┌──
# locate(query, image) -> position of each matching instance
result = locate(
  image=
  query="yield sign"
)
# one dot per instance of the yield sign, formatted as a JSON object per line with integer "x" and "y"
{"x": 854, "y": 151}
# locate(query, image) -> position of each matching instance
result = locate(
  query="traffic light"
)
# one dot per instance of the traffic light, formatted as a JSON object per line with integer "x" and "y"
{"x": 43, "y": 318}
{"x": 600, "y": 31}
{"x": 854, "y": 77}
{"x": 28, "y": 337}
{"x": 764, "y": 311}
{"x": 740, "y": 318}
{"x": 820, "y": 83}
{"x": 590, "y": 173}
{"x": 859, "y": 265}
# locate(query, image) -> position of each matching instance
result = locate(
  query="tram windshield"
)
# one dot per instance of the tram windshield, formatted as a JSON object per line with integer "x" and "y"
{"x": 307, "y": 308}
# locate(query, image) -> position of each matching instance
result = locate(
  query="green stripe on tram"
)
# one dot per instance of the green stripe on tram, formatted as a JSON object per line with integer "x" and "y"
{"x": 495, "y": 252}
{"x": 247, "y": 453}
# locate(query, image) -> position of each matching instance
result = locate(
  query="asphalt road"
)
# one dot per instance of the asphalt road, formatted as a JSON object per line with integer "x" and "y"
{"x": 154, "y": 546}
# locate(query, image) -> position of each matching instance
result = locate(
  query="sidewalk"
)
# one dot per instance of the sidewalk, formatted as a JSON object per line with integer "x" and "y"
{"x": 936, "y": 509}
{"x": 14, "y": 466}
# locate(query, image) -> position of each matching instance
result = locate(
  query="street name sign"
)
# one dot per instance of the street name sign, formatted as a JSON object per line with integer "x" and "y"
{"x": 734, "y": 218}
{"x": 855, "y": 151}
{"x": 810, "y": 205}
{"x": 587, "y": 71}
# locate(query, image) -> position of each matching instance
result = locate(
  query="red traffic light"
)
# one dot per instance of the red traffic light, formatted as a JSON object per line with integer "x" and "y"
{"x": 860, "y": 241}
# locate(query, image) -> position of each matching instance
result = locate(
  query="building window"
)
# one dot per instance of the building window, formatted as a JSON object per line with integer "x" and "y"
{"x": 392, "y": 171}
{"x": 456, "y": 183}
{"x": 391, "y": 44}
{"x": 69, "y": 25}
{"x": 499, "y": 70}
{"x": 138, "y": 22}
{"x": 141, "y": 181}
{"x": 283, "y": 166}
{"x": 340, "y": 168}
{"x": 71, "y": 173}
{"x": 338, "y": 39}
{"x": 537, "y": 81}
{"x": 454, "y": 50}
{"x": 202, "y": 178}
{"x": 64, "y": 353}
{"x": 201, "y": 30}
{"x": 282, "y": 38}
└──
## EXERCISE TASK:
Count the lines of the records above that contain the string "window", matching case exactly. Give only the number.

## THE SOLUTION:
2